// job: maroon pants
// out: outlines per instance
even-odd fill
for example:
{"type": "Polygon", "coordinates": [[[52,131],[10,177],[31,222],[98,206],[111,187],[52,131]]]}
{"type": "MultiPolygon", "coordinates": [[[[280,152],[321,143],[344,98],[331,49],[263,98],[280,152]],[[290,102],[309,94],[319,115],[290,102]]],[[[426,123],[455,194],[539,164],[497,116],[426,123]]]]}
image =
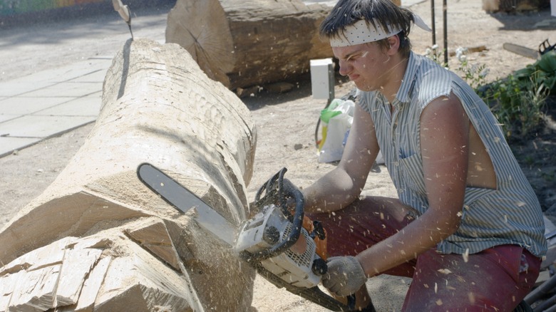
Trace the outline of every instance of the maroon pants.
{"type": "MultiPolygon", "coordinates": [[[[308,216],[323,222],[330,256],[354,256],[413,221],[401,206],[395,199],[369,197],[340,211],[308,216]]],[[[540,263],[518,245],[466,256],[431,249],[383,273],[413,278],[403,311],[511,311],[530,291],[540,263]]]]}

# Task prompt:
Write out all of the data above again, requests included, and shift every coordinate in the answers by -103, leaving the coordinates in the format samples unchanged. Leave the pictures out.

# Final answer:
// job: maroon pants
// out: outlines per instance
even-odd fill
for example:
{"type": "Polygon", "coordinates": [[[52,131],[10,177],[31,222],[98,206],[111,187],[52,131]]]}
{"type": "MultiPolygon", "coordinates": [[[[280,152],[321,143],[344,98],[331,49],[263,98],[280,152]],[[290,102],[309,94],[319,115],[290,102]]],[[[426,123],[455,194],[539,164],[497,116],[426,123]]]]}
image =
Trace the outline of every instance of the maroon pants.
{"type": "MultiPolygon", "coordinates": [[[[205,113],[220,119],[227,153],[251,153],[310,118],[298,103],[292,96],[266,94],[237,108],[205,113]]],[[[437,160],[415,142],[363,153],[328,146],[280,170],[310,175],[300,208],[408,208],[427,188],[437,160]]]]}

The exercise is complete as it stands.